### WHAT TO WORK ON
Pull out every line in the entries below that contains the string "blue", and copy each one in full. Case counts.

### RECORDS SUPPLIED
________________________________________
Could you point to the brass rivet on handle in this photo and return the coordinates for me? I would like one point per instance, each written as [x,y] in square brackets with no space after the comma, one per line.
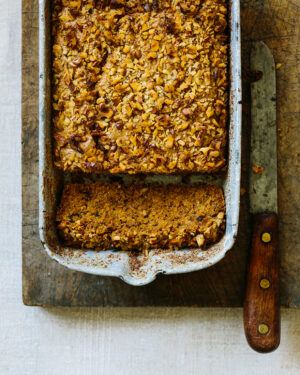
[263,328]
[266,237]
[264,283]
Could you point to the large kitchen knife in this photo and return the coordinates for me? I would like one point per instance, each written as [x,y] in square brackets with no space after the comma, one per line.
[262,300]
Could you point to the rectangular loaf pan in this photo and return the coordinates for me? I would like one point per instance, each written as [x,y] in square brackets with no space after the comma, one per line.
[135,269]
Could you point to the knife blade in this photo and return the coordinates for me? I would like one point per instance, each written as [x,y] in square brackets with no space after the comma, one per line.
[262,300]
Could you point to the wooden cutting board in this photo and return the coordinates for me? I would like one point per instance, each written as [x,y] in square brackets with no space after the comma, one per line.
[46,283]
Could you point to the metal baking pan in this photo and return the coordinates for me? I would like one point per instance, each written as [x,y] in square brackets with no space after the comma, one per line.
[135,268]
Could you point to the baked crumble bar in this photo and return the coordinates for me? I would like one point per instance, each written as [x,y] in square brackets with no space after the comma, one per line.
[104,216]
[140,86]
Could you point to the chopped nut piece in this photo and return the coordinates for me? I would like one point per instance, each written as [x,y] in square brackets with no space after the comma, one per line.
[200,240]
[170,141]
[128,76]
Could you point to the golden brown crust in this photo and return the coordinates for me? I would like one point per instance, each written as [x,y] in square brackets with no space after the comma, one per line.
[141,87]
[100,216]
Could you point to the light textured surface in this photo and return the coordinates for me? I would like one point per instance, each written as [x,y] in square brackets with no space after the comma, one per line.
[105,341]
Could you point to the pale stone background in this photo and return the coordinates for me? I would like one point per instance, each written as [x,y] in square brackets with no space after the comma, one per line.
[36,341]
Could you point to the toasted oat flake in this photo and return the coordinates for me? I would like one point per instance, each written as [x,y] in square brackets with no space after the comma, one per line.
[159,68]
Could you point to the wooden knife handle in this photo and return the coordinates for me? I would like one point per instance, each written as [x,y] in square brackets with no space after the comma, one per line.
[262,299]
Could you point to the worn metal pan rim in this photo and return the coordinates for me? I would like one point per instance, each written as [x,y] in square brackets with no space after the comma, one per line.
[93,262]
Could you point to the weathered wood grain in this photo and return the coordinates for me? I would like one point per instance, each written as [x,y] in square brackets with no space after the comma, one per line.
[277,22]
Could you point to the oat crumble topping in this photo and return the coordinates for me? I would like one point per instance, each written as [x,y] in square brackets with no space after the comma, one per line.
[140,86]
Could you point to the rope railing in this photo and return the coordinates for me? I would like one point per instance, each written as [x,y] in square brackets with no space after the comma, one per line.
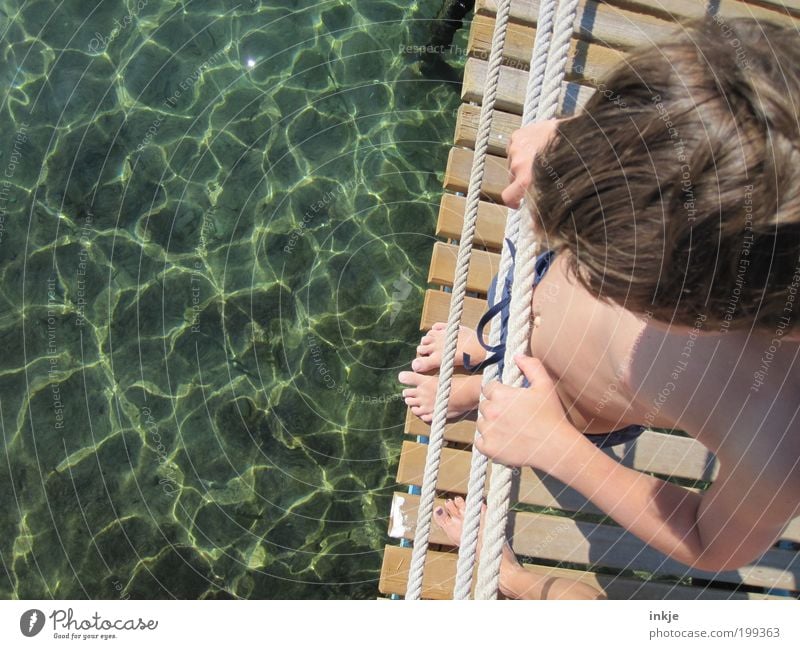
[436,439]
[548,63]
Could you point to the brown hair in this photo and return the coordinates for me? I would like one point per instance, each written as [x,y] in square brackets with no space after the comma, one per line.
[677,188]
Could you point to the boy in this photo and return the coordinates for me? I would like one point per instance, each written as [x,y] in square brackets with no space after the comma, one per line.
[673,208]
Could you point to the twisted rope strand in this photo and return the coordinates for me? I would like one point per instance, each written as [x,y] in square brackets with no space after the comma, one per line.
[436,440]
[468,546]
[498,501]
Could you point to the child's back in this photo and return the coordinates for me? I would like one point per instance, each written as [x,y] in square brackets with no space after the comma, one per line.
[673,299]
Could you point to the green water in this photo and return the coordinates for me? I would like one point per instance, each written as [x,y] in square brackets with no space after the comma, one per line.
[216,227]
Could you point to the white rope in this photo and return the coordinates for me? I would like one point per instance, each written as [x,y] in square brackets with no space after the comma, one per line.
[467,550]
[435,442]
[498,500]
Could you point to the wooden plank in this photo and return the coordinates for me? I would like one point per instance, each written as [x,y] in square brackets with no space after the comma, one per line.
[462,432]
[459,168]
[511,89]
[595,22]
[483,266]
[792,6]
[558,538]
[659,453]
[436,307]
[502,127]
[438,577]
[489,230]
[683,9]
[440,568]
[534,488]
[587,61]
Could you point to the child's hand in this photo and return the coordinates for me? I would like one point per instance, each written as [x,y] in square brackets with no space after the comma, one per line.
[522,148]
[526,426]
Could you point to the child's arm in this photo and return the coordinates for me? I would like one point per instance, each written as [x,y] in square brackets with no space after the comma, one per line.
[729,526]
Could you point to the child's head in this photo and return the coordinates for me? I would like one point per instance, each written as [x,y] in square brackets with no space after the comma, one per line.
[677,189]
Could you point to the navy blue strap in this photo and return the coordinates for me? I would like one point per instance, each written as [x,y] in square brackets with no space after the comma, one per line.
[497,352]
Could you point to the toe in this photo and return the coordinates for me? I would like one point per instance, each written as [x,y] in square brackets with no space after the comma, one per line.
[422,364]
[409,378]
[420,412]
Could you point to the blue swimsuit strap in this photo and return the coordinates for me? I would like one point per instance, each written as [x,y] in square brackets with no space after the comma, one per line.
[497,351]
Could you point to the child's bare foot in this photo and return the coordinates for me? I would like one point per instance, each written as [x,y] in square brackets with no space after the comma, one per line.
[515,581]
[451,519]
[465,394]
[429,352]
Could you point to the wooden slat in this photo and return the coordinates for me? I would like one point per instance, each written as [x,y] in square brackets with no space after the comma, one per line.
[659,453]
[482,267]
[436,307]
[459,168]
[557,538]
[683,9]
[596,22]
[550,493]
[489,230]
[792,6]
[440,569]
[587,61]
[459,431]
[534,489]
[511,89]
[503,125]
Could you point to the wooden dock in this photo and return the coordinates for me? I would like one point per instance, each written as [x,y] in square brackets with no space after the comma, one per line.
[554,527]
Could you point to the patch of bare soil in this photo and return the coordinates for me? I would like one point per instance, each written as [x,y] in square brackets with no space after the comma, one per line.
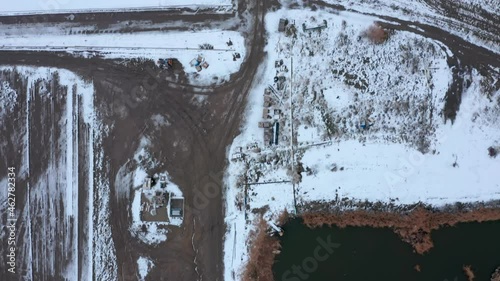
________________________________________
### RIGHT ANSWER
Could you point to the navy blue strap in this photo and return the coordinates for me? I would like one point per instance, each written as [x,y] in square brackets with no space after the comma, one per line.
Could you point to the blue swimsuit strap in this photo and return the coordinates for me? I would like one point per instance, each written as [x,y] in square brackets with no space after the comma, one per line.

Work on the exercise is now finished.